▶ _GIVEN INSTRUCTION_
Your output is the line containing "Place one keypoint on each instance of the cardboard" plus all lines after it to the end of the records, reproduced exactly, with nothing else.

(Records from a collection)
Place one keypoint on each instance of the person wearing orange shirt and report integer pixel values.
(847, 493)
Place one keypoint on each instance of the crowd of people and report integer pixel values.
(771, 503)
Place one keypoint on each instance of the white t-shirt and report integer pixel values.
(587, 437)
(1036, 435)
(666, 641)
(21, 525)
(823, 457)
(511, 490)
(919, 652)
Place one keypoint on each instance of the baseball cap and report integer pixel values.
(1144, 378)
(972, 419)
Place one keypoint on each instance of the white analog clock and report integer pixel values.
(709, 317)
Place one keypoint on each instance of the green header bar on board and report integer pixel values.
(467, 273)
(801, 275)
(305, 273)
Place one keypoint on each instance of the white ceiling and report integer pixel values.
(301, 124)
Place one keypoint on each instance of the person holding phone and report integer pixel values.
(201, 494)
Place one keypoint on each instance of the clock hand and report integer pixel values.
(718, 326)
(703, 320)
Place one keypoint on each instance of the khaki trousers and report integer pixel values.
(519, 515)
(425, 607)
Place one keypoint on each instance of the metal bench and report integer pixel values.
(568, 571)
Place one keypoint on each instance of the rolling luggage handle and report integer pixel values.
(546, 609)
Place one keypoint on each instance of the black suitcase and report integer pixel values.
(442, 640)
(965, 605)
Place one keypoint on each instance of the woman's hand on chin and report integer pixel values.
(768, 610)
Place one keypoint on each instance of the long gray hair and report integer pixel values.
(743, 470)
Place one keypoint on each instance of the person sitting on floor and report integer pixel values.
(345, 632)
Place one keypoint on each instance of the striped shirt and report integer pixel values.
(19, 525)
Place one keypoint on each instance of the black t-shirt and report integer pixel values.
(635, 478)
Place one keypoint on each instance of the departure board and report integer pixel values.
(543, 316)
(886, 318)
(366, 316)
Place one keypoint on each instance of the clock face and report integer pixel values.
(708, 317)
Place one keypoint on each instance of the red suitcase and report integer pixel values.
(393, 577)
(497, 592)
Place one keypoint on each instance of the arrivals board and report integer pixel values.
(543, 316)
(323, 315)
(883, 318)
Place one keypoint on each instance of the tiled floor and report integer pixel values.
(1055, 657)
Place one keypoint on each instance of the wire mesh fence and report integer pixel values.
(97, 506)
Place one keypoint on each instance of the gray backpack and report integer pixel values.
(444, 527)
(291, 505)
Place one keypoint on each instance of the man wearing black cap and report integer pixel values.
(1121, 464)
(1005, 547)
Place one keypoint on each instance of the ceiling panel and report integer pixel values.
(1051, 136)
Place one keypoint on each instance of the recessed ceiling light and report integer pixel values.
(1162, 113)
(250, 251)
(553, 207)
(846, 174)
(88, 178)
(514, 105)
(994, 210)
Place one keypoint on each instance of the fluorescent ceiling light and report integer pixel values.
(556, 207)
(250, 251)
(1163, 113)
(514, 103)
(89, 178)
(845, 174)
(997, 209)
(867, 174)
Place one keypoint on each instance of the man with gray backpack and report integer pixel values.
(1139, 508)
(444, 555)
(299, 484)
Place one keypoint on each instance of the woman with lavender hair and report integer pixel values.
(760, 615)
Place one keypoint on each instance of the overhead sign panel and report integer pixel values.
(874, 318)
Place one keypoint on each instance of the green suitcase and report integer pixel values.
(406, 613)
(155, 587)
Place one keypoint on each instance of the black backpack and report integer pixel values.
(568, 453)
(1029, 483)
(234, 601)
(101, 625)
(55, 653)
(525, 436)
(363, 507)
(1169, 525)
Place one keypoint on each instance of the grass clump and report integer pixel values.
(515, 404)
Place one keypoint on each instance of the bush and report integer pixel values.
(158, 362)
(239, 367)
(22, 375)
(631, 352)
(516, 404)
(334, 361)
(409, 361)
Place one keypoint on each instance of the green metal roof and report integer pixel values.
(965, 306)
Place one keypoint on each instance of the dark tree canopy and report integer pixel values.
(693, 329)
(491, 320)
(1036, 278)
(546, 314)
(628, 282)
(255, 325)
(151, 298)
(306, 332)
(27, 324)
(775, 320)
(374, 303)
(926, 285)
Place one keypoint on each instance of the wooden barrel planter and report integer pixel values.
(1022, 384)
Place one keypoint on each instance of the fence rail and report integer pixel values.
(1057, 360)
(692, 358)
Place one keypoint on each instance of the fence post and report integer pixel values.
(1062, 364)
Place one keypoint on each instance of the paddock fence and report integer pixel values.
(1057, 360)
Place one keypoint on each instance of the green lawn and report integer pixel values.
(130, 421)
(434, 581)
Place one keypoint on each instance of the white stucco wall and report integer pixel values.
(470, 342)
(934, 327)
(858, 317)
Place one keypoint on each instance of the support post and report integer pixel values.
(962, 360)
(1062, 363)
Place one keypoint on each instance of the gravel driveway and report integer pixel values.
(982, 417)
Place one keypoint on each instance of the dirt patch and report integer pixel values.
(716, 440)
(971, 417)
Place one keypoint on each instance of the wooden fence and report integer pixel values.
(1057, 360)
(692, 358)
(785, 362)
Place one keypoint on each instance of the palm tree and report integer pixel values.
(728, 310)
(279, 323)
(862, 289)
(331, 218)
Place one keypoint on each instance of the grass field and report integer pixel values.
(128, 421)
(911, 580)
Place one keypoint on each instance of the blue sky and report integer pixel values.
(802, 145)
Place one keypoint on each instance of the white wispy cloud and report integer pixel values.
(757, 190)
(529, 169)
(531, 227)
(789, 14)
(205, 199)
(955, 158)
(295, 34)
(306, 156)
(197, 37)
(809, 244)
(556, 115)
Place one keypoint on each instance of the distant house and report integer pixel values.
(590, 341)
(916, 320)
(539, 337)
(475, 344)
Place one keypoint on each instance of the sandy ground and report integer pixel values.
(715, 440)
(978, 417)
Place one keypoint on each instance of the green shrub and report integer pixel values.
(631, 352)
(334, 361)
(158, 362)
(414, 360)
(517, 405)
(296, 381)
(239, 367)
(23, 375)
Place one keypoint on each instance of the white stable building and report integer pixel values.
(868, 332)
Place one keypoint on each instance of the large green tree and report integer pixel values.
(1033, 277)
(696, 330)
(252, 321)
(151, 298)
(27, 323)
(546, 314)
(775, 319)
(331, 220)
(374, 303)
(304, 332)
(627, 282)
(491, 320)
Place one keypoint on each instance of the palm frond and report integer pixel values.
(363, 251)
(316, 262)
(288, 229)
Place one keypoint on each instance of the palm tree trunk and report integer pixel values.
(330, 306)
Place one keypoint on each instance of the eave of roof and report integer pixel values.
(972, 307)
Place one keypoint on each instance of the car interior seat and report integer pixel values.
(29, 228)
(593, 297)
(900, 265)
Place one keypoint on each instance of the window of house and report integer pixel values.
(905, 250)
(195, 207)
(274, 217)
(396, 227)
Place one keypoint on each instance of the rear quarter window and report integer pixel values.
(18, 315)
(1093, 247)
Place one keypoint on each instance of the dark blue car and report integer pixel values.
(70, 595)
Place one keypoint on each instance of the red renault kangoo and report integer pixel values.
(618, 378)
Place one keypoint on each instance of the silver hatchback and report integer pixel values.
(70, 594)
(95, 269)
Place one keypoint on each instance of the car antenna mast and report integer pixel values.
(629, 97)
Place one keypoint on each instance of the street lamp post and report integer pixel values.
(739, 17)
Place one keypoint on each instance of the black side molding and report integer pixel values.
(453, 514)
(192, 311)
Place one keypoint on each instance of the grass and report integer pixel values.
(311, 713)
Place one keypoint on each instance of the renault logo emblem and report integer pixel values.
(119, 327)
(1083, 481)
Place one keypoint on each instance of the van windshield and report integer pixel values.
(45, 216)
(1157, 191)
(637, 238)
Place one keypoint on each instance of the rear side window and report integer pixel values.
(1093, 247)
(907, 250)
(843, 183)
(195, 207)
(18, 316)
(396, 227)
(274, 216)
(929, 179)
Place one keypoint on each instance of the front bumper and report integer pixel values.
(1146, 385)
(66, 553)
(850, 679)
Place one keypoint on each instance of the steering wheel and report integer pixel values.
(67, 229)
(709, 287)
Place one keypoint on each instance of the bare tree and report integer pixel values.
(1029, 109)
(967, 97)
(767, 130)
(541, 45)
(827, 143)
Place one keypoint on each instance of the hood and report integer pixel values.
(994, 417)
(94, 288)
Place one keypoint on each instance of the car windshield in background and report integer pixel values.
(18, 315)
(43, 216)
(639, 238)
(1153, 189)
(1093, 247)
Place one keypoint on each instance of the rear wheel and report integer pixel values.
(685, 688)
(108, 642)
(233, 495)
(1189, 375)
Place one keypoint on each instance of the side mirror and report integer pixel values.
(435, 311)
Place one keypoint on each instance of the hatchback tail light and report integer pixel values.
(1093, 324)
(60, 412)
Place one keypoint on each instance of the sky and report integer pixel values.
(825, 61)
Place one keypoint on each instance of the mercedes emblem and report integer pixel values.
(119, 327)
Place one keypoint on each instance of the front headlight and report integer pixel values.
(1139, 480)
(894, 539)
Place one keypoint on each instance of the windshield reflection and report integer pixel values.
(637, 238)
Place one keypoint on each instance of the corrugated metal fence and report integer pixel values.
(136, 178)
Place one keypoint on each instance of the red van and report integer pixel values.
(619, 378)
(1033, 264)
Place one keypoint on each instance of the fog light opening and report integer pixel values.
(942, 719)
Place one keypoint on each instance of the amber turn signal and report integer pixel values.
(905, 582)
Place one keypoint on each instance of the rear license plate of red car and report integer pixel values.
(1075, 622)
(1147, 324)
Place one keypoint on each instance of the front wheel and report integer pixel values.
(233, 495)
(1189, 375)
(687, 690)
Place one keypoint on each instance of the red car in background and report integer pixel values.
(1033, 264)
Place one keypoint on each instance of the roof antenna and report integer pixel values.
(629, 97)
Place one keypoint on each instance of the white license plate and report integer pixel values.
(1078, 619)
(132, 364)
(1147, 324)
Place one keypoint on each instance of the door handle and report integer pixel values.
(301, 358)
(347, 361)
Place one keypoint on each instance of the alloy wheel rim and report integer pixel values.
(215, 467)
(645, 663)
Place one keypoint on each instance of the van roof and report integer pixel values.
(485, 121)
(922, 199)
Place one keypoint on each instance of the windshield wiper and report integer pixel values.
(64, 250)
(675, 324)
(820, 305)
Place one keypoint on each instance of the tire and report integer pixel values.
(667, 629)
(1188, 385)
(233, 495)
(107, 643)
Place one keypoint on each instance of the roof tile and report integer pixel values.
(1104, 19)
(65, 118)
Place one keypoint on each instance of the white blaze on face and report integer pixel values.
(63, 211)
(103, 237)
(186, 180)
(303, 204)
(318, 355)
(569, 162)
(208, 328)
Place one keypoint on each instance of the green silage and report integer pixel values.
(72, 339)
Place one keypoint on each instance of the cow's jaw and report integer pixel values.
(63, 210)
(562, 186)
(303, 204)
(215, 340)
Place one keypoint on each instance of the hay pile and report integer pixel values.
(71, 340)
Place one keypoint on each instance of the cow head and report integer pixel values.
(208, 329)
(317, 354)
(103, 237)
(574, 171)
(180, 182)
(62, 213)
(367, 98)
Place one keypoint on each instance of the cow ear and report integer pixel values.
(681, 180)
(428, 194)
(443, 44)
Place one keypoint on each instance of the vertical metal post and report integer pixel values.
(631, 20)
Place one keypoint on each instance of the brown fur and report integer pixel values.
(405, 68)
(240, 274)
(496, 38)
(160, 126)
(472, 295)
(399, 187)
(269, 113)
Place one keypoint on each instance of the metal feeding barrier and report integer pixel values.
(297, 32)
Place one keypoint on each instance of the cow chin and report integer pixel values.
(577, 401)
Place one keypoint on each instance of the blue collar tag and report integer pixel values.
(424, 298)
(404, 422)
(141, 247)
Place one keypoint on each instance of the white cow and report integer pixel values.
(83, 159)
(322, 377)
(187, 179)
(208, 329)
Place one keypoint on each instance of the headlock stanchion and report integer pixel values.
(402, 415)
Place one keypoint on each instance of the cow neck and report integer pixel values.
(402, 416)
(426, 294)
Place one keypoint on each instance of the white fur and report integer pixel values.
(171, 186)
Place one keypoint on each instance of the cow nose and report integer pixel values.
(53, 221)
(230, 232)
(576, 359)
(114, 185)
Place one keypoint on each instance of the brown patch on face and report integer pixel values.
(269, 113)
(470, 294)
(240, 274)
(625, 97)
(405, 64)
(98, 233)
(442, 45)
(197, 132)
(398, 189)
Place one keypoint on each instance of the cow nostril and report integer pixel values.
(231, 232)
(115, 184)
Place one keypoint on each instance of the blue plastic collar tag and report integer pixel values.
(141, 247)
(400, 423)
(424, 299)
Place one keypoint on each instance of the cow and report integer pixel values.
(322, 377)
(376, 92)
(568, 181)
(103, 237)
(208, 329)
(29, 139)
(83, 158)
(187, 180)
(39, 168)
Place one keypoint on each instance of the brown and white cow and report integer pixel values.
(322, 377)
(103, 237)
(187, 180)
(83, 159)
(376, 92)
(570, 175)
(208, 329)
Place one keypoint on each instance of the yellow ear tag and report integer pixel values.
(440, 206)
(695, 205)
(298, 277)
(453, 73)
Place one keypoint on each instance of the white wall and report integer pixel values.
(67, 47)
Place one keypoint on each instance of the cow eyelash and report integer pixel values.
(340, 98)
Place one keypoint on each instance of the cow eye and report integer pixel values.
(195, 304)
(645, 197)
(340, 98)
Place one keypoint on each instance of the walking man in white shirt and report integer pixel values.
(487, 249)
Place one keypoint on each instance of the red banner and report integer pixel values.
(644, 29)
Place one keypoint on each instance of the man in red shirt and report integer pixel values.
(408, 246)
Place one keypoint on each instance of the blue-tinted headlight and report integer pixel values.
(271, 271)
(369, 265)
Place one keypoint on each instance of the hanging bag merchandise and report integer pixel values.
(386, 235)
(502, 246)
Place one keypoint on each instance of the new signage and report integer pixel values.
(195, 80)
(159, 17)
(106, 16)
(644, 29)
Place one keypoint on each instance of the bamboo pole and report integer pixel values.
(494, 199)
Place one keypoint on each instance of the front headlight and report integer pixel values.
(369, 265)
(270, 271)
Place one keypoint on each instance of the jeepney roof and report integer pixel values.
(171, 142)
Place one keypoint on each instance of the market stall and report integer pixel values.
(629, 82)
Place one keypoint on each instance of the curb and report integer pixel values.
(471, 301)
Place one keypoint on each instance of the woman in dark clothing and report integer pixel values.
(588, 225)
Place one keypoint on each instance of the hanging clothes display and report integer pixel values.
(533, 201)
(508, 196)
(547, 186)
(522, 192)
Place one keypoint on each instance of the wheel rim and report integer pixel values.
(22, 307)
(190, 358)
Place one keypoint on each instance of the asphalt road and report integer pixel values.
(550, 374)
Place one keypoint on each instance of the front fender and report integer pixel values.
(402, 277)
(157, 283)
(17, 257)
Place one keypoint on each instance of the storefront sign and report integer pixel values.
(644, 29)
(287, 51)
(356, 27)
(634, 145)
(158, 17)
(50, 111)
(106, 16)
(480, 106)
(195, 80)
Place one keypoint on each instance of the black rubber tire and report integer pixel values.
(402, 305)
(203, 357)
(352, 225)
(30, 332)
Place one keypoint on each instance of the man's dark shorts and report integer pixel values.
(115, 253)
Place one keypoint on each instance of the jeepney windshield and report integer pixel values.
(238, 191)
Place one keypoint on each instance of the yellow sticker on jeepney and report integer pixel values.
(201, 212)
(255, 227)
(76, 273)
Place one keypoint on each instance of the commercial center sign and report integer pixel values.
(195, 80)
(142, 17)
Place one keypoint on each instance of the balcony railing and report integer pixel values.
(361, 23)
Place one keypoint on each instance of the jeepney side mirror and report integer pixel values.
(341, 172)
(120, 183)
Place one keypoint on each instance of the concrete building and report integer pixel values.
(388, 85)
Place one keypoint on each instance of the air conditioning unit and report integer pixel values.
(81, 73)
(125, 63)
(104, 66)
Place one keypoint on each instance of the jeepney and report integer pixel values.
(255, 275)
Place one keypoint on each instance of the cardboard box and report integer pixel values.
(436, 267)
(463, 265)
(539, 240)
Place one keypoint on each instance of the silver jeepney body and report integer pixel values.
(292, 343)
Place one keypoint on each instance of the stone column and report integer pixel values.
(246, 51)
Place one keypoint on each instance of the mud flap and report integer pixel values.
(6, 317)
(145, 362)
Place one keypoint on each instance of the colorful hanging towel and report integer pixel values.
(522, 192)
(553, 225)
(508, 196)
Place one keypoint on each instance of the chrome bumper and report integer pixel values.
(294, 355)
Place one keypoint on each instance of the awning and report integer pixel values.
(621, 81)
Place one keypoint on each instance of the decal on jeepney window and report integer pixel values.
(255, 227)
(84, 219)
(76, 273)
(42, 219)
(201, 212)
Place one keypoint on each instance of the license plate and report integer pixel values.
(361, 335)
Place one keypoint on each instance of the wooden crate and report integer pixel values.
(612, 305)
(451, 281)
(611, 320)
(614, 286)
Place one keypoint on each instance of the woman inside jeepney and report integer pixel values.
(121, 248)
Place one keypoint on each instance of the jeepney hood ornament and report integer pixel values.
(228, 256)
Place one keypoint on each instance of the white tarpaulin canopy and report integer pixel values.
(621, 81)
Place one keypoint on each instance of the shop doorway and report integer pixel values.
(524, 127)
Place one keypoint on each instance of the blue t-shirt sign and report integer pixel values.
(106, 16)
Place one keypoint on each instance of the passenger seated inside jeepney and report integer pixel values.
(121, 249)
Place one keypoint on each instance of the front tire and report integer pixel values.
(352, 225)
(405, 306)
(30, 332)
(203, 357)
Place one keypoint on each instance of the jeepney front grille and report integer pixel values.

▶ _ANSWER TO THIS PROBLEM_
Place one keypoint on each instance of the cardboard box and report integer pixel values.
(436, 267)
(463, 265)
(539, 240)
Place one keypoint on each instance of the silver jeepney body and report integer pixel values.
(292, 343)
Place one keypoint on each instance of the stone column and report integer pixel values.
(246, 51)
Place one keypoint on each instance of the mud flap and report integer pixel values.
(6, 317)
(145, 362)
Place one keypoint on each instance of the colorful hanging towel and report integer pixel values.
(522, 192)
(553, 225)
(508, 196)
Place one keypoint on each instance of the chrome bumper and report integer pixel values.
(294, 355)
Place one keypoint on each instance of the awning and report integer pixel values.
(621, 81)
Place one keypoint on each instance of the decal on jeepney window and report integer pixel values.
(255, 227)
(84, 219)
(76, 273)
(42, 219)
(201, 212)
Place one keypoint on each instance of the license plate and report integer pixel values.
(361, 335)
Place one keypoint on each instance of the wooden crate and report integer pixel values.
(612, 305)
(451, 281)
(611, 320)
(614, 286)
Place one keypoint on each instance of the woman inside jeepney and report integer pixel values.
(121, 248)
Place one keypoint on each instance of the jeepney hood ornament and report integer pixel values.
(228, 256)
Place one keypoint on each instance of the white tarpaulin canopy and report integer pixel values.
(621, 81)
Place one keypoint on each instance of the shop doorway and report integer pixel values.
(524, 127)
Place one keypoint on each instance of the blue t-shirt sign and report integer pixel values.
(106, 16)
Place one keypoint on each instance of the passenger seated inside jeepney and report integer pixel values.
(121, 249)
Place one keypoint on each instance of the front tire and report integer pixel values.
(352, 225)
(405, 306)
(30, 332)
(203, 357)
Place one keypoint on each instance of the jeepney front grille and report integer pixel values.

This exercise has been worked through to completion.